● THE EXERCISE
Copy the following lines out verbatim, covering every record.

(Bounding box annotation entries)
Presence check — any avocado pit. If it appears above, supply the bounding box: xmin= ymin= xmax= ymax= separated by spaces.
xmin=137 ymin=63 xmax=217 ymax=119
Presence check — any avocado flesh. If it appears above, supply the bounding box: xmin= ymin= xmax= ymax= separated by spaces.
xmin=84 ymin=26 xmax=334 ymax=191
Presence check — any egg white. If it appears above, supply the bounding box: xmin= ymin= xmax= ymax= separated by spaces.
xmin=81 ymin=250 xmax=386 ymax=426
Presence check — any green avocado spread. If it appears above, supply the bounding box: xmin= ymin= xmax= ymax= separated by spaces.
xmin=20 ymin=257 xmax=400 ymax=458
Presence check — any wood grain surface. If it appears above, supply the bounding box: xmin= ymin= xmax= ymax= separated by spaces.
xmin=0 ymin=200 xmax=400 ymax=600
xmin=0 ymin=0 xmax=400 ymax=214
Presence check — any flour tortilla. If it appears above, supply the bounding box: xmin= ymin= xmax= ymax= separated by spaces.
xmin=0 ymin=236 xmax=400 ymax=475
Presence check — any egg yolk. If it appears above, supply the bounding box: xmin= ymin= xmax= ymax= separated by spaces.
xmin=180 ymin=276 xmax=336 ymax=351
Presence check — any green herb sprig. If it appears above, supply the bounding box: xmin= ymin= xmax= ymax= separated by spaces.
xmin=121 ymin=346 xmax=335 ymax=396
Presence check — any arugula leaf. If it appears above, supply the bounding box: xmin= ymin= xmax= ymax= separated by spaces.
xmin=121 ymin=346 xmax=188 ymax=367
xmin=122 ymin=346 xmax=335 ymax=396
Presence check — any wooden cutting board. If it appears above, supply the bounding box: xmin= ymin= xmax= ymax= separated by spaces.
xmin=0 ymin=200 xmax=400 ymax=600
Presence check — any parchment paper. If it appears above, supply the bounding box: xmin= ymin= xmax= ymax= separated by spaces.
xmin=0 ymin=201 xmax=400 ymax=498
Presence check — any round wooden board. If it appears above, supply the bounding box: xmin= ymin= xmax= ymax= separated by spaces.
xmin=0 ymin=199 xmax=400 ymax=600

● REPLY
Presence check — any avocado pit. If it appears above, supply the bounding box: xmin= ymin= xmax= ymax= separated by spaces.
xmin=137 ymin=63 xmax=217 ymax=119
Presence check — any avocado flesh. If it appears above, supply the bounding box: xmin= ymin= xmax= ymax= separated by spaces.
xmin=84 ymin=26 xmax=334 ymax=191
Presence check — any egg white. If it appears above, supply the bounding box: xmin= ymin= xmax= ymax= separated by spaces.
xmin=81 ymin=250 xmax=386 ymax=426
Presence check — any green avocado spread. If it appears above, supply the bounding box: xmin= ymin= xmax= ymax= separated by spaces.
xmin=20 ymin=257 xmax=400 ymax=458
Presence check — any wood grain surface. If it appears above, supply the bounding box: xmin= ymin= xmax= ymax= separated by spaces.
xmin=0 ymin=200 xmax=400 ymax=600
xmin=0 ymin=0 xmax=400 ymax=214
Presence check — any flour tortilla. If it appears above, supply the bounding box: xmin= ymin= xmax= ymax= separated by spaces.
xmin=0 ymin=236 xmax=400 ymax=475
Presence check — any egg yolk. If it appears above, supply the bounding box: xmin= ymin= xmax= ymax= separated by spaces.
xmin=180 ymin=276 xmax=336 ymax=351
Presence check — any green herb sprig. If it appears above, supply the bounding box: xmin= ymin= xmax= ymax= separated by spaces.
xmin=121 ymin=346 xmax=335 ymax=396
Presence check — any arugula leaf. If it appears above, supply the bounding box: xmin= ymin= xmax= ymax= separated by spaces.
xmin=121 ymin=346 xmax=188 ymax=367
xmin=122 ymin=346 xmax=335 ymax=396
Presence check — any wooden cutting board. If it appears above, supply the bounding box: xmin= ymin= xmax= ymax= separated by spaces.
xmin=0 ymin=200 xmax=400 ymax=600
Presence check — any parchment paper. If it appears above, supply the bounding box: xmin= ymin= xmax= ymax= separated by spaces.
xmin=0 ymin=201 xmax=400 ymax=498
Presence check — any round wooden board. If it appears above, supply the bounding box: xmin= ymin= xmax= ymax= separated by spaces.
xmin=0 ymin=199 xmax=400 ymax=600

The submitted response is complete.